- [Excerpt to read]
● ● ● ● ● ● ●
Kolkata: The Indian American Muslim Council (IAMC) and Hindus for Human Rights (HfHR) along with leading politicians, civil rights activists and organizations from India and the United States urged Supreme Court of India in an online press conference to grant immediate bail to former Indian police service (IPS) officer Sanjiv Bhatt. The two organizations and the leading personalities from India term the conviction of Sanjiv Bhatt in a murder case, wrong and based on fraudulent evidence.
The personalities include Member of Parliament Shashi Tharoor, renowned documentary filmmaker and human rights defender Anand Patwardhan, human rights activist and artist Mallika Sarabhai and Magsaysay Award winner Sandeep Pandey. All criticized Bhatt’s conviction, and claimed that it would not stand under judicial scrutiny, urged the Supreme Court to set him free immediately in order to uphold the rule of law.
The Supreme Court of India has scheduled a bail hearing for Bhatt on January 22. Under Indian law, courts can grant bail to those convicted of various crimes, including murder, pending their appeal at higher courts. Bhatt was convicted in June 2019 for the death of a man in 1990. His defense was not allowed to cross-examine prosecution witnesses during the brief trial, nor was it allowed to present its own witnesses or submit evidence. India’s human rights groups have called it a sham trial.
● ● ● ● ● ● ●
- [Image-grounded pointing data]

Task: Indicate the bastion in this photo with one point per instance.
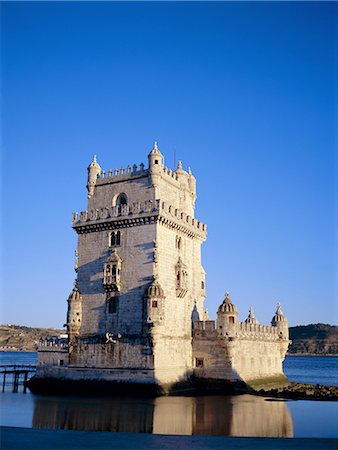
(136, 319)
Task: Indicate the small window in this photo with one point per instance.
(199, 362)
(115, 238)
(121, 199)
(112, 305)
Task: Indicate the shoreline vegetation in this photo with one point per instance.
(308, 340)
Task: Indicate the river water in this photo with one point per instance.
(222, 415)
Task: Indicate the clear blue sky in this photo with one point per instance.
(243, 91)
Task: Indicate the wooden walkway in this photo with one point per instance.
(16, 375)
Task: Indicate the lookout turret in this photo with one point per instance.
(280, 321)
(94, 170)
(227, 318)
(251, 317)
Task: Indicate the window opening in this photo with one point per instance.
(199, 362)
(112, 305)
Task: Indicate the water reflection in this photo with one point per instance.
(242, 415)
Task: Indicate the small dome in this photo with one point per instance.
(155, 289)
(75, 294)
(227, 306)
(114, 257)
(180, 169)
(155, 150)
(251, 317)
(279, 316)
(94, 163)
(194, 314)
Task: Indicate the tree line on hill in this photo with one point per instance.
(314, 339)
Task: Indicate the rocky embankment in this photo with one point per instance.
(314, 339)
(17, 338)
(302, 391)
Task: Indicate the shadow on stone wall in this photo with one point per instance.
(243, 415)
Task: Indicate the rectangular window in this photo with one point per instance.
(112, 305)
(199, 362)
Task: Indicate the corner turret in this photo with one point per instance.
(155, 157)
(227, 318)
(155, 302)
(251, 317)
(74, 314)
(280, 322)
(155, 161)
(94, 170)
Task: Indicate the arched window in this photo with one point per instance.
(121, 199)
(112, 305)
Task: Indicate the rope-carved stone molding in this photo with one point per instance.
(121, 216)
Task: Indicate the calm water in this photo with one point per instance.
(241, 415)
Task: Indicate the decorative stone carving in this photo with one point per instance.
(112, 273)
(155, 302)
(181, 278)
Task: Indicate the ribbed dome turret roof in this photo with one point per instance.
(94, 163)
(279, 316)
(227, 306)
(155, 150)
(251, 317)
(155, 289)
(75, 294)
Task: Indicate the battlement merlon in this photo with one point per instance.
(138, 213)
(207, 330)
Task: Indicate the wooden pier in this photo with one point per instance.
(14, 373)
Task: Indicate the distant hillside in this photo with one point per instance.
(18, 338)
(314, 339)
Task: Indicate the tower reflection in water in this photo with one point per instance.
(241, 415)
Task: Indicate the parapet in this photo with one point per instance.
(159, 210)
(205, 329)
(122, 174)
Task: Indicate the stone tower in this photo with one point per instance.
(139, 272)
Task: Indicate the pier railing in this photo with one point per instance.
(16, 375)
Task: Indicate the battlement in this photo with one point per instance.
(122, 174)
(129, 172)
(170, 211)
(167, 214)
(207, 329)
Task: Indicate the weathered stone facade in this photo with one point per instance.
(134, 312)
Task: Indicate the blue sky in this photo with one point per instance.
(245, 94)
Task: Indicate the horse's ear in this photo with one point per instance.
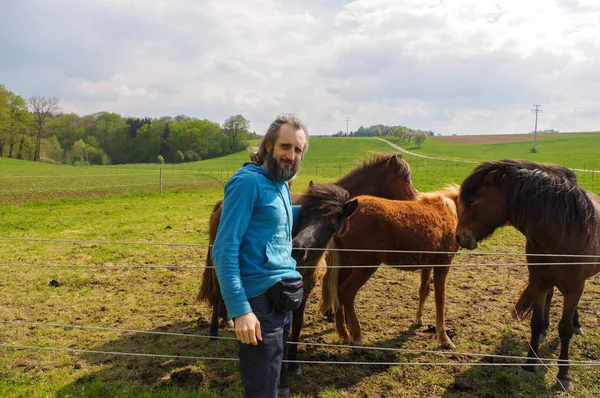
(349, 207)
(495, 175)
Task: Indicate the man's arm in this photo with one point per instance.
(238, 204)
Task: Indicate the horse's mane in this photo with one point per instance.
(377, 161)
(324, 198)
(540, 194)
(448, 194)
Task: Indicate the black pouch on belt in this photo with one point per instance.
(286, 295)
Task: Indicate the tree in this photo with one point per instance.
(236, 128)
(42, 108)
(419, 138)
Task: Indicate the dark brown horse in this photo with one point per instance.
(381, 226)
(384, 175)
(559, 220)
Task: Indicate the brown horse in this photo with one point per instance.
(559, 220)
(381, 226)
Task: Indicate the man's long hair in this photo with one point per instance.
(273, 133)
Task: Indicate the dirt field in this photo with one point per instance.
(486, 139)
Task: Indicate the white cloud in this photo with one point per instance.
(460, 66)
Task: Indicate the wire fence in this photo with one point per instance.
(487, 359)
(66, 327)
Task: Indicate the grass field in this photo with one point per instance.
(97, 291)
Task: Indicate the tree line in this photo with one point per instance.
(380, 130)
(36, 129)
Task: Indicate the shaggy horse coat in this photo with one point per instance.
(382, 226)
(559, 219)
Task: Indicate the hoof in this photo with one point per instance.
(526, 374)
(565, 385)
(297, 372)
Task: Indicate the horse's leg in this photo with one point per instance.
(577, 329)
(214, 324)
(340, 324)
(547, 315)
(537, 325)
(423, 293)
(440, 274)
(292, 349)
(565, 331)
(347, 294)
(226, 321)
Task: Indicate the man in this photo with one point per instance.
(253, 254)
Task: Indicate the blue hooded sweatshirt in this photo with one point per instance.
(253, 247)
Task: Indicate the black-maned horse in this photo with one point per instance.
(559, 219)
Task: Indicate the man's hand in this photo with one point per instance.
(247, 329)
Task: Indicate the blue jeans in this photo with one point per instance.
(260, 365)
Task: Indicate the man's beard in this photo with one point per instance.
(280, 174)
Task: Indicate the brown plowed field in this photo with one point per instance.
(486, 139)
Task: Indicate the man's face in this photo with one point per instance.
(284, 157)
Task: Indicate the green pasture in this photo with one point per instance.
(64, 260)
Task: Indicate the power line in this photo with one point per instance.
(536, 109)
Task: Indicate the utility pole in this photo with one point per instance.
(536, 109)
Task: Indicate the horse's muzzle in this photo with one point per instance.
(299, 255)
(466, 241)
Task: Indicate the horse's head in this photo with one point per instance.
(482, 204)
(325, 208)
(399, 178)
(382, 174)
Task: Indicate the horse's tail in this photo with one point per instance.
(210, 291)
(525, 304)
(329, 295)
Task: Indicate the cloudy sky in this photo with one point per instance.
(451, 66)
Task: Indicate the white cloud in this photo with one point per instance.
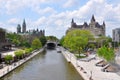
(47, 10)
(70, 3)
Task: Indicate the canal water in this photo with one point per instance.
(48, 65)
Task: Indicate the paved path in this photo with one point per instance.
(9, 68)
(89, 67)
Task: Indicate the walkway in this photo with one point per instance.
(89, 68)
(9, 68)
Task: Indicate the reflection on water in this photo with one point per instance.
(48, 65)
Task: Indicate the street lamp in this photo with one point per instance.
(77, 62)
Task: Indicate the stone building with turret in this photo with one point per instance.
(94, 27)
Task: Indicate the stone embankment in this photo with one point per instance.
(8, 68)
(88, 69)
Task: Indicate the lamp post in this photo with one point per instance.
(77, 62)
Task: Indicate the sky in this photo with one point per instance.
(54, 16)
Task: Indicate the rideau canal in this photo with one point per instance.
(48, 65)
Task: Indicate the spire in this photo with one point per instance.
(72, 20)
(93, 18)
(24, 26)
(103, 23)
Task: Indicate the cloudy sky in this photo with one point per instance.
(55, 15)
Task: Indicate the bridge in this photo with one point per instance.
(51, 44)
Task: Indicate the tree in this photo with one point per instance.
(8, 58)
(36, 44)
(76, 40)
(62, 40)
(52, 38)
(43, 40)
(19, 53)
(106, 53)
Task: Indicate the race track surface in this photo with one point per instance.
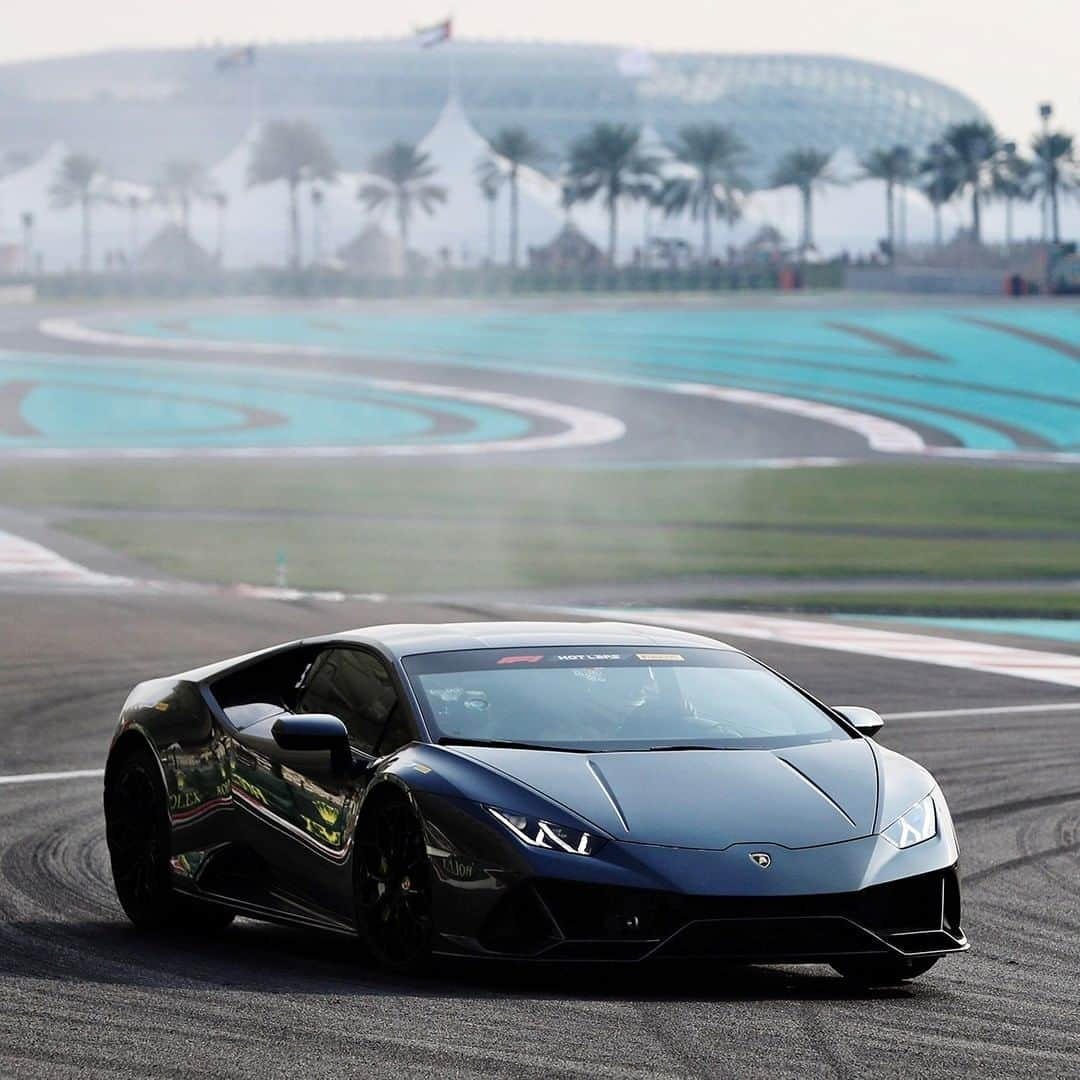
● ● ● ● ● ● ●
- [Exercise objective] Reproduce the part of the Sanjiv Bhatt article starting at "Kolkata: The Indian" and ending at "on fraudulent evidence.". Rely only on the Sanjiv Bhatt article, not on the entries.

- [The answer]
Kolkata: The Indian American Muslim Council (IAMC) and Hindus for Human Rights (HfHR) along with leading politicians, civil rights activists and organizations from India and the United States urged Supreme Court of India in an online press conference to grant immediate bail to former Indian police service (IPS) officer Sanjiv Bhatt. The two organizations and the leading personalities from India term the conviction of Sanjiv Bhatt in a murder case, wrong and based on fraudulent evidence.